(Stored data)
◇ ◇ ◇ ◇ ◇
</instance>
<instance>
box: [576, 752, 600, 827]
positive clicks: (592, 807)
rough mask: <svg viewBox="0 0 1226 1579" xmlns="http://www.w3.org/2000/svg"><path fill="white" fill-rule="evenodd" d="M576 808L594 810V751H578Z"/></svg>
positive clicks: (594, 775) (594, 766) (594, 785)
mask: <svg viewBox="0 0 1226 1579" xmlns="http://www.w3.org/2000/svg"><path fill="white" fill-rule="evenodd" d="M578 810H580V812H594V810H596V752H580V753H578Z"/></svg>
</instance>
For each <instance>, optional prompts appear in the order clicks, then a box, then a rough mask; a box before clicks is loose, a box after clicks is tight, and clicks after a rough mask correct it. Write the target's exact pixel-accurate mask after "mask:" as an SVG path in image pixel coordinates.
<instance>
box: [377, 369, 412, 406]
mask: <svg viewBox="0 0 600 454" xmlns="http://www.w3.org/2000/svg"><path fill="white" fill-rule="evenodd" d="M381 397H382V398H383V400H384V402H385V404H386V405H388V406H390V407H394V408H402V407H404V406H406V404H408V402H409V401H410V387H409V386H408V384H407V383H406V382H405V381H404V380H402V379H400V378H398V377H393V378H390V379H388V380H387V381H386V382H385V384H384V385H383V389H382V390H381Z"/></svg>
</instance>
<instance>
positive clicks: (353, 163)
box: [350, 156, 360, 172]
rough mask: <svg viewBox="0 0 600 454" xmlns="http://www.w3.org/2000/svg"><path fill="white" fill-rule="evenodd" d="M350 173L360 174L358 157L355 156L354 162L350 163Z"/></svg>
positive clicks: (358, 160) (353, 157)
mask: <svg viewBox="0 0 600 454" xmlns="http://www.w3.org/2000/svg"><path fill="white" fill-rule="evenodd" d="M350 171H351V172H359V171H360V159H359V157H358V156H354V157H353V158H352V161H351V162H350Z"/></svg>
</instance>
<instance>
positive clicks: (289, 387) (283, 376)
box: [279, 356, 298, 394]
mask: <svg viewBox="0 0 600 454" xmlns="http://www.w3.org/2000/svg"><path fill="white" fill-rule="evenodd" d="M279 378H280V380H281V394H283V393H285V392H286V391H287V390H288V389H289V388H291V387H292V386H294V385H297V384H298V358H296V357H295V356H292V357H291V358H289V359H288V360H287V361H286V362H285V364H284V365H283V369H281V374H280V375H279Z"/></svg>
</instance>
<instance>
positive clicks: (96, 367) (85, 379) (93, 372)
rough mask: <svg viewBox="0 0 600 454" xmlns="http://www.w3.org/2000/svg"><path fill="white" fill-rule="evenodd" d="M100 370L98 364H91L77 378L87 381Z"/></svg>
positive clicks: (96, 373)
◇ ◇ ◇ ◇ ◇
[PROBLEM STATEMENT]: Repeat the data word for word. Leave nothing out.

[WRITTEN REPLY]:
</instance>
<instance>
box: [576, 752, 600, 827]
positive clicks: (592, 807)
rough mask: <svg viewBox="0 0 1226 1579" xmlns="http://www.w3.org/2000/svg"><path fill="white" fill-rule="evenodd" d="M576 808L594 810V751H578Z"/></svg>
positive clicks: (594, 775) (594, 766) (594, 785)
mask: <svg viewBox="0 0 1226 1579" xmlns="http://www.w3.org/2000/svg"><path fill="white" fill-rule="evenodd" d="M578 810H580V812H594V810H596V752H580V753H578Z"/></svg>
</instance>
For each <instance>, optional prompts appear in the order clicks, then a box, then a rough mask; a box before clicks is loose, a box after clicks is tight, and clicks after a rough mask correct it. Write the target's exact pixel-accurate mask after "mask:" as an SVG path in image pixel coordinates.
<instance>
box: [377, 369, 412, 406]
mask: <svg viewBox="0 0 600 454" xmlns="http://www.w3.org/2000/svg"><path fill="white" fill-rule="evenodd" d="M381 397H382V398H383V400H384V402H385V404H386V405H388V406H390V407H394V408H402V407H404V406H406V404H408V402H409V401H410V387H409V386H408V384H407V383H406V382H405V381H404V380H402V379H400V378H398V377H393V378H390V379H388V380H387V381H386V382H385V384H384V385H383V389H382V390H381Z"/></svg>
</instance>
<instance>
positive clicks: (353, 163)
box: [350, 156, 360, 172]
rough mask: <svg viewBox="0 0 600 454" xmlns="http://www.w3.org/2000/svg"><path fill="white" fill-rule="evenodd" d="M350 173L360 174L358 157L355 156L354 162L350 163Z"/></svg>
positive clicks: (358, 160) (353, 157)
mask: <svg viewBox="0 0 600 454" xmlns="http://www.w3.org/2000/svg"><path fill="white" fill-rule="evenodd" d="M350 171H351V172H359V171H360V159H359V157H358V156H354V157H353V158H352V161H351V162H350Z"/></svg>
</instance>
<instance>
positive clicks: (289, 387) (283, 376)
box: [279, 356, 298, 394]
mask: <svg viewBox="0 0 600 454" xmlns="http://www.w3.org/2000/svg"><path fill="white" fill-rule="evenodd" d="M279 378H280V380H281V394H283V393H285V392H286V391H287V390H288V389H289V388H291V387H292V386H294V385H297V384H298V358H296V357H295V356H292V357H291V358H289V359H288V360H287V361H286V362H285V364H284V365H283V369H281V374H280V375H279Z"/></svg>
</instance>
<instance>
positive clicks: (96, 367) (85, 379) (93, 372)
rough mask: <svg viewBox="0 0 600 454" xmlns="http://www.w3.org/2000/svg"><path fill="white" fill-rule="evenodd" d="M100 370L98 364H91L77 378L87 381Z"/></svg>
positive clicks: (96, 373)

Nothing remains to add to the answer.